Pick out each line of the material below that contains the word "water", and copy those lines.

━━━━━━━━━━━━━━━━━━━━━━━━━━━━━━

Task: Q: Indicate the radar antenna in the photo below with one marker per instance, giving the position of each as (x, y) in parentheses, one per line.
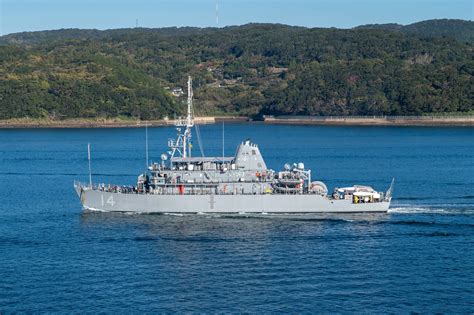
(182, 145)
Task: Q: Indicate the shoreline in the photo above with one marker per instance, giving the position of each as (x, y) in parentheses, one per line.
(107, 123)
(428, 121)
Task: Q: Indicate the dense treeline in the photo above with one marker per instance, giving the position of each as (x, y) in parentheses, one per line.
(248, 70)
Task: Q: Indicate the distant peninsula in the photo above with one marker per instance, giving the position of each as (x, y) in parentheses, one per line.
(253, 70)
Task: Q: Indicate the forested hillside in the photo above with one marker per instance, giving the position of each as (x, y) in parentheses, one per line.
(247, 70)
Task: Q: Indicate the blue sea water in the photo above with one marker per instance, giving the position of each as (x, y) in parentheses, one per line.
(419, 257)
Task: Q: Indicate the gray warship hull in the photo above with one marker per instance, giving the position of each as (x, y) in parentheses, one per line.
(92, 199)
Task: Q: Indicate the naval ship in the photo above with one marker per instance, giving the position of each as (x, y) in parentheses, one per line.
(182, 183)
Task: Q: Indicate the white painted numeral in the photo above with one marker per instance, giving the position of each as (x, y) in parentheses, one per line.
(111, 201)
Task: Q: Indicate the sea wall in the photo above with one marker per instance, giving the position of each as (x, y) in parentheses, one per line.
(373, 120)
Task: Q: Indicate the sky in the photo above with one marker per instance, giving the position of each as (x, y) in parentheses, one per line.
(34, 15)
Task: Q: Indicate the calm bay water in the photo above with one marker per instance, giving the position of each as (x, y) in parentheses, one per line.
(56, 258)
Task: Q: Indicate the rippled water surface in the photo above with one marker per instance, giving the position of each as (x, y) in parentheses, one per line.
(419, 257)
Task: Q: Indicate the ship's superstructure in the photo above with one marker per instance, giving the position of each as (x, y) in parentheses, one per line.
(182, 182)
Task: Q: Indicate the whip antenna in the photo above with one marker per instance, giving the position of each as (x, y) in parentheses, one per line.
(89, 158)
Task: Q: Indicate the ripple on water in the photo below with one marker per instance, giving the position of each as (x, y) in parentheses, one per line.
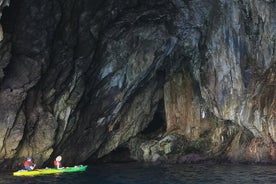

━━━━━━━━━━━━━━━━━━━━━━━━━━━━━━

WRITTEN REPLY:
Task: Q: Indicate the blue sea water in the photo above with one marker per instance, giving the position of each as (x, y) in parentheses, one per line.
Task: Q: Indicate the calm bay water in the photo above with one marker per instance, giving the position of each as (x, y) in parentheses, one per line.
Task: Q: Indicate the rippled water surface in the photo above with one marker per instance, giving the position of each as (x, y) in parentheses, one per line.
Task: Q: Indicate the ripple on water in the photo below with one marker per instance, giving the position of each as (x, y) in parentheses, one per line.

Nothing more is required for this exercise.